* [Compito da svolgere] Scrivi il seguito del testo sul Superbonus 110% e sulle case popolari, a partire dalla sua ultima frase.

Pertanto, in linea puramente teorica, si sarebbe potuto demolire tutte le 800.000 case popolari presenti in Italia, molte delle quali versano in condizioni fatiscenti, e ricostruirle con tecniche innovative e con classi di efficienza energetica elevate e migliore comfort abitativo.

Non solo. Grazie a questa operazione il Paese disporrebbe di 400.000 alloggi pubblici in più di quanti ne se ne conta ora. Insomma, investendo tutte queste risorse nel social housing si sarebbe in massima parte risolta l’emergenza abitativa che colpisce, in particolare, le fasce sociali più deboli del Paese corrispondenti, secondo il Censis, a 3,5 milioni di persone.

Il Superbonus 110% voluto dal Movimento 5 stelle di Giuseppi Conte con l’avallo del Pd, di Liberi & uguali e di Italia Viva di Matteo Renzi e non fermato dal governo Draghi con dentro tutti i partiti tranne Fratelli d’Italia, invece, sino ad ora si è comportato come un Robin Hood al contrario: ha tolto ai poveri per dare ai ricchi con quest’ultimi che hanno potuto ristrutturare ville, villette, seconde case e pure 8 castelli a spese di coloro che una casa in proprietà se la sognano.

* [Dati forniti]

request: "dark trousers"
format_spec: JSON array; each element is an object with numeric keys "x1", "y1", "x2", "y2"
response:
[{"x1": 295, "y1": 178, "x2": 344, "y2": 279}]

* [Soluzione esercizio]
Con una spesa di oltre 122 miliardi destinata a salire ulteriormente fino ad oltre 200 miliardi secondo le previsioni di tiraggio del ministero dell’Economia, nei prossimi anni sarà molto difficile far quadrare i conti pubblici italiani, pregiudicando la possibilità di reperire nuove risorse aggiuntive da destinare alla sanità pubblica, all’edilizia sovvenzionata e per contrastare la povertà e l’esclusione sociale.

E’ evidente che quella appena denunciata dall’Ufficio studi della CGIA altro non è che una provocazione; tuttavia dà l’idea di come, attraverso il Superbonus 110%, lo Stato abbia speso con una certaleggerezza” una cifra ingentissima destinandola soprattutto alle persone più danarose: questo importo, nella stragrande maggioranza dei casi, è andato a beneficio di proprietari di unità abitative private con disponibilità economiche tali da poter farsi carico di gran parte dei costi di efficientamento edilizio/energetico sostenuti in questi ultimi anni.

Questo provvedimento, inoltre, rischia di non raggiungere nemmeno gli obiettivi di efficienza energetica di lungo periodo, che per essere conseguiti richiederanno interventi continuativi anche nei prossimi anni.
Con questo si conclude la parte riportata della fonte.